◆ YOUR OBJECTIVE: Print all of the material below line for line, with no changes.

◆ SUPPLIED MATERIAL:

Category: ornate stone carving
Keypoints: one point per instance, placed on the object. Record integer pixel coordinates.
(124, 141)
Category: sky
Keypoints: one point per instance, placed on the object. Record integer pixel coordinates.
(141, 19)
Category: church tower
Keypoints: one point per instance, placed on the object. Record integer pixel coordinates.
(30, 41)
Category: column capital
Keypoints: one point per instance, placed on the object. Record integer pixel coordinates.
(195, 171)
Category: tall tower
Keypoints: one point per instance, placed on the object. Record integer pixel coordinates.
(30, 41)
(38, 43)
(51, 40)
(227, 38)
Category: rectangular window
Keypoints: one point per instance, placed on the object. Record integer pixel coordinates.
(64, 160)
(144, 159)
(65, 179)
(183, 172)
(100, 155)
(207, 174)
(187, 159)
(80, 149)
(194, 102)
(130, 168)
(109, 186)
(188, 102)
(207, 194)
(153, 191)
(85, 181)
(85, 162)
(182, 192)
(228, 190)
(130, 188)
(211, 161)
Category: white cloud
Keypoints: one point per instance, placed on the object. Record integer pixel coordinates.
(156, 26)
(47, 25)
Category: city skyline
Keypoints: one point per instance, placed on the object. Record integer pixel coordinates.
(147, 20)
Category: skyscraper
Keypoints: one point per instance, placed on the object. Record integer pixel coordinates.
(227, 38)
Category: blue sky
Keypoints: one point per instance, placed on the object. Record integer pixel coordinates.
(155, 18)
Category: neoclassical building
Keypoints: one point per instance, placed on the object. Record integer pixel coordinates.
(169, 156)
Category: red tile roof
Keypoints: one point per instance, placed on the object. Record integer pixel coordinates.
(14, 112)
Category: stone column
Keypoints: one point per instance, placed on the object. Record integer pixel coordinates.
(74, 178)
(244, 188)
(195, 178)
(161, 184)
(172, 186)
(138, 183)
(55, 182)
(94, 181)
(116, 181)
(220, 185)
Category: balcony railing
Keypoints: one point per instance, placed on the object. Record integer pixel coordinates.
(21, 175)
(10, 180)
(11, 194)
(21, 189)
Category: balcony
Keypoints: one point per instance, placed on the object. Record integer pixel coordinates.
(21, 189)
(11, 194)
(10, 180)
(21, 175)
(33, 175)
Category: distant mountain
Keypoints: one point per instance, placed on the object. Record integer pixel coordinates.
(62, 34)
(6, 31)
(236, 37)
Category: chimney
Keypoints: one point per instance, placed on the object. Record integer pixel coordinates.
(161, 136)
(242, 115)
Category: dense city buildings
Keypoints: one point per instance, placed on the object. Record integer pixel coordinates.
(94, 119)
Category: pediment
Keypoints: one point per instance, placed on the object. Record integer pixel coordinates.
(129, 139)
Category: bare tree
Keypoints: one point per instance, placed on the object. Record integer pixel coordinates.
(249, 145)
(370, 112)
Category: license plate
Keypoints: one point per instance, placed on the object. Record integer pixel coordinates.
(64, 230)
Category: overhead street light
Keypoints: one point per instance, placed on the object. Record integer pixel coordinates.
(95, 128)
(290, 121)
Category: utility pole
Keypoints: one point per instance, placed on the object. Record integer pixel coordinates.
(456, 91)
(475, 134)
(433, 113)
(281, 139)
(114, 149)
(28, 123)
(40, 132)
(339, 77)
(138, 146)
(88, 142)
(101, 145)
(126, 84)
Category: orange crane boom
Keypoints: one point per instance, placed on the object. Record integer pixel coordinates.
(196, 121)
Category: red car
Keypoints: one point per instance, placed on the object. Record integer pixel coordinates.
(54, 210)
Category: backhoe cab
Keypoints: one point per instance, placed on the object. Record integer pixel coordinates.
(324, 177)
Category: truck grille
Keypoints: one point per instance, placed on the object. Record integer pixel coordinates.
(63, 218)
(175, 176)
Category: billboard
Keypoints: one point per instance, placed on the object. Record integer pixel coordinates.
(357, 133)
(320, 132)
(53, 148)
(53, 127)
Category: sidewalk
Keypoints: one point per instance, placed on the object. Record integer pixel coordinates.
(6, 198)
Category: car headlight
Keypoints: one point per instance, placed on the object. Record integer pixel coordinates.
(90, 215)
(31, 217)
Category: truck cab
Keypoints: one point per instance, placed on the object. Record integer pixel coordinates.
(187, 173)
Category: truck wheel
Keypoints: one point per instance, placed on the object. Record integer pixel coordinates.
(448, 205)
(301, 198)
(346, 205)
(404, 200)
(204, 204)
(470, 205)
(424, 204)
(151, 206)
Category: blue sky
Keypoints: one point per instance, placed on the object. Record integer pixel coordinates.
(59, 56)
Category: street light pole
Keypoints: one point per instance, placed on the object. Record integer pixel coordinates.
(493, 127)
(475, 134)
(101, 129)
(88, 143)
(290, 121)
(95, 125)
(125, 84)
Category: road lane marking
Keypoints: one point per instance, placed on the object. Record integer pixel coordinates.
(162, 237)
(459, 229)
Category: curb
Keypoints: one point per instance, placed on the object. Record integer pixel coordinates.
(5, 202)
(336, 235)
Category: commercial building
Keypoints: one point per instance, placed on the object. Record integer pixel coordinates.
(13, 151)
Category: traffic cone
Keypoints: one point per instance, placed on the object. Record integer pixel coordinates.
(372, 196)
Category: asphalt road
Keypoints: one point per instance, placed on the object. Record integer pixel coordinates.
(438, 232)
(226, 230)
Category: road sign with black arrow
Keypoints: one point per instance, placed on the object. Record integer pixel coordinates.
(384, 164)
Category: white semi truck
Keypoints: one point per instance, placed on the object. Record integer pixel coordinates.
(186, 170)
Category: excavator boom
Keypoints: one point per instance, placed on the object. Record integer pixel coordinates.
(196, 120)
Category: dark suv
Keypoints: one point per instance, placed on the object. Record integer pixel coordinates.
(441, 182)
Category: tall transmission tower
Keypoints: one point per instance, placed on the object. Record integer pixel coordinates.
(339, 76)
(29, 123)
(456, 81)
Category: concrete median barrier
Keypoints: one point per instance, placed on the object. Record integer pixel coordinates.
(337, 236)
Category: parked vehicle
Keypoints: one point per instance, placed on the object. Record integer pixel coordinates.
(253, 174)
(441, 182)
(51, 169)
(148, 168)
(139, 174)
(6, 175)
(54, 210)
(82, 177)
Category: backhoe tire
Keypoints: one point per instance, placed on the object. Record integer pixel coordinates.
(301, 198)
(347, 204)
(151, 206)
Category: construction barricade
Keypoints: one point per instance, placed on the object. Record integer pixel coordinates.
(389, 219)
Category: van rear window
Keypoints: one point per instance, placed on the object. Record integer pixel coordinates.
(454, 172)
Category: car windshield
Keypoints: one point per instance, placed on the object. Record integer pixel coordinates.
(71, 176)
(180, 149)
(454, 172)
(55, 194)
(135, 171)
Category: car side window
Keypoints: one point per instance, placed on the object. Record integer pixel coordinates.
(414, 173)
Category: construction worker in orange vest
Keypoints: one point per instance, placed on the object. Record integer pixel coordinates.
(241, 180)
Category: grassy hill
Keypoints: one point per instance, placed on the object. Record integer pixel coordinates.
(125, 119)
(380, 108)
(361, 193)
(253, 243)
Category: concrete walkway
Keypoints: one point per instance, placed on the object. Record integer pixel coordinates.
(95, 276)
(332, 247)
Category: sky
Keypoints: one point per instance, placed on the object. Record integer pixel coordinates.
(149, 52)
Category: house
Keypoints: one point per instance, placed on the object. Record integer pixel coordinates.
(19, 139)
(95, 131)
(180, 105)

◆ RESPONSE:
Category: ornate stone carving
Keypoints: one point per instance, placed on the object. Record integer pixel coordinates.
(124, 141)
Category: sky
Keypoints: one point per instance, placed on the object. Record integer pixel coordinates.
(141, 19)
Category: church tower
Keypoints: one point per instance, placed on the object. Record integer pixel coordinates.
(30, 41)
Category: column capital
Keypoints: one point per instance, placed on the object. Record integer pixel coordinates.
(195, 171)
Category: tall tower
Keypoints: one point per instance, placed on the object. Record integer pixel coordinates.
(30, 41)
(38, 43)
(51, 40)
(227, 38)
Category: rectangular window
Keypoints: one point per instance, placed on the object. Record integer pixel coordinates.
(64, 160)
(144, 159)
(65, 179)
(183, 172)
(100, 155)
(207, 174)
(187, 159)
(80, 149)
(194, 102)
(130, 168)
(109, 186)
(188, 102)
(207, 194)
(153, 191)
(85, 181)
(85, 162)
(182, 192)
(228, 190)
(130, 188)
(211, 161)
Category: white cloud
Keypoints: one point per instance, placed on the object. Record integer pixel coordinates.
(156, 26)
(47, 25)
Category: city skyline
Keypoints: one point per instance, placed on the object. Record integer pixel coordinates.
(147, 20)
Category: skyscraper
Keypoints: one point per instance, placed on the object. Record integer pixel coordinates.
(227, 38)
Category: blue sky
Keypoints: one point per instance, placed on the object. Record integer pixel coordinates.
(155, 18)
Category: neoclassical building
Keypoints: one point per instance, placed on the object. Record integer pixel coordinates.
(169, 156)
Category: red tile roof
Keypoints: one point per instance, placed on the object. Record integer pixel coordinates.
(14, 112)
Category: stone column
Keypoints: one point per instance, placed on the object. Record integer pixel coordinates.
(74, 178)
(244, 188)
(195, 178)
(161, 184)
(172, 186)
(138, 183)
(55, 182)
(94, 181)
(116, 181)
(220, 185)
Category: balcony railing
Keypoints: one point per instance, placed on the object. Record integer pixel coordinates.
(21, 175)
(10, 180)
(11, 194)
(21, 189)
Category: balcony
Keypoints: one point per instance, placed on the object. Record integer pixel coordinates.
(21, 189)
(11, 194)
(10, 180)
(21, 175)
(33, 175)
Category: distant mountain
Keypoints: one point per instance, placed on the object. Record integer pixel coordinates.
(62, 34)
(6, 31)
(236, 37)
Category: chimney
Keypoints: one point per instance, placed on the object. Record integer pixel coordinates.
(161, 136)
(242, 115)
Category: dense city buildings
Keypoints: one point per instance, placed on the object. Record integer pixel coordinates.
(94, 119)
Category: pediment
Keypoints: one point per instance, placed on the object. Record integer pixel coordinates.
(129, 139)
Category: bare tree
Keypoints: one point per instance, placed on the object. Record integer pixel coordinates.
(249, 145)
(370, 112)
Category: license plate
Keypoints: one point per instance, placed on the object. Record integer pixel coordinates.
(64, 230)
Category: overhead street light
Keypoints: one point per instance, placed on the object. Record integer pixel coordinates.
(95, 128)
(290, 121)
Category: utility pole
Keypoints: one point per instance, placed on the object. Record integer pixel coordinates.
(456, 91)
(475, 134)
(433, 113)
(281, 139)
(114, 149)
(28, 123)
(40, 132)
(339, 77)
(138, 146)
(88, 142)
(101, 145)
(126, 84)
Category: orange crane boom
Keypoints: one point per instance, placed on the object. Record integer pixel coordinates.
(196, 121)
Category: red car
Keypoints: one point per instance, placed on the object. Record integer pixel coordinates.
(54, 210)
Category: backhoe cab
Keypoints: one point per instance, placed on the object. Record integer pixel coordinates.
(324, 177)
Category: truck grille
Keypoints: one point per instance, placed on the object. Record integer pixel coordinates.
(63, 218)
(175, 176)
Category: billboard
Keypoints: one point per instance, placed on the object. Record integer pixel coordinates.
(357, 133)
(320, 132)
(53, 148)
(53, 127)
Category: sidewalk
Keypoints: one point per instance, placed on the object. Record integer pixel coordinates.
(6, 198)
Category: car headlight
Keypoints: one point per instance, placed on the object. Record integer pixel coordinates.
(90, 215)
(31, 217)
Category: truck cab
Keypoints: one point per instance, placed on the object. Record integer pixel coordinates.
(187, 173)
Category: truck wheel
Keypoints: one point per instance, placed on the object. Record integer pixel coordinates.
(448, 205)
(301, 198)
(346, 205)
(404, 200)
(204, 204)
(470, 205)
(424, 204)
(151, 206)
Category: blue sky
Keypoints: one point per instance, placed on the object. Record integer pixel coordinates.
(59, 56)
Category: street light pole
Keypoints: one point per instance, placed on the object. Record integer pixel coordinates.
(493, 127)
(475, 134)
(101, 129)
(88, 143)
(290, 121)
(95, 125)
(125, 84)
Category: road lane marking
Keypoints: one point per instance, placed on the object. Record integer pixel coordinates.
(162, 237)
(459, 229)
Category: curb
Keypoints: one point per instance, placed on the object. Record integer pixel coordinates.
(5, 202)
(336, 235)
Category: commercial building
Keypoints: one point per instance, placed on the object. Record integer pixel coordinates.
(13, 151)
Category: traffic cone
Keypoints: one point per instance, placed on the object. Record integer pixel coordinates.
(372, 196)
Category: asphalt road
Keypoints: one point per instance, placed on the object. Record integer pixel coordinates.
(438, 232)
(226, 230)
Category: road sign with black arrow
Keypoints: one point per instance, placed on the object. Record integer pixel coordinates.
(384, 164)
Category: white semi truck
Keypoints: one point per instance, placed on the object. Record integer pixel coordinates.
(186, 170)
Category: excavator boom
Keypoints: one point per instance, placed on the object. Record integer pixel coordinates.
(196, 120)
Category: dark suv
Keypoints: one point per instance, placed on the object. Record integer pixel coordinates.
(441, 182)
Category: tall transmission tower
Keypoints: one point per instance, placed on the object. Record integer pixel coordinates.
(339, 76)
(29, 123)
(456, 81)
Category: concrete median barrier
Keypoints: one point per instance, placed on the object. Record integer pixel coordinates.
(337, 236)
Category: parked vehicle
Keypoints: one point per instance, placed on the object. Record integer pixel coordinates.
(253, 174)
(441, 182)
(51, 169)
(148, 168)
(139, 174)
(6, 175)
(54, 210)
(82, 177)
Category: backhoe tire
Keypoints: one point per instance, placed on the object. Record integer pixel coordinates.
(301, 198)
(347, 204)
(151, 206)
Category: construction barricade
Keypoints: one point per instance, placed on the object. Record integer pixel coordinates.
(389, 219)
Category: van rear window
Keypoints: one point per instance, placed on the object. Record integer pixel coordinates.
(454, 172)
Category: car windshield
Keypoints: one point per instance, placed on the object. Record integer pixel coordinates.
(71, 176)
(180, 149)
(454, 172)
(55, 194)
(135, 171)
Category: car side window
Keypoints: one point per instance, placed on the object. Record integer pixel coordinates.
(414, 173)
Category: construction worker in orange vest
Keypoints: one point per instance, placed on the object. Record integer pixel coordinates.
(241, 180)
Category: grassy hill
Keypoints: one point per instance, placed on the object. Record integer pixel coordinates.
(125, 119)
(380, 108)
(361, 193)
(253, 243)
Category: concrete walkway
Keypoints: one point per instance, placed on the object. Record integer pixel coordinates.
(95, 276)
(332, 247)
Category: sky
Keypoints: one point per instance, placed on the object. Record integer pixel coordinates.
(149, 52)
Category: house
Keypoints: one point per instance, placed on the object. Record integer pixel coordinates.
(19, 139)
(95, 131)
(180, 105)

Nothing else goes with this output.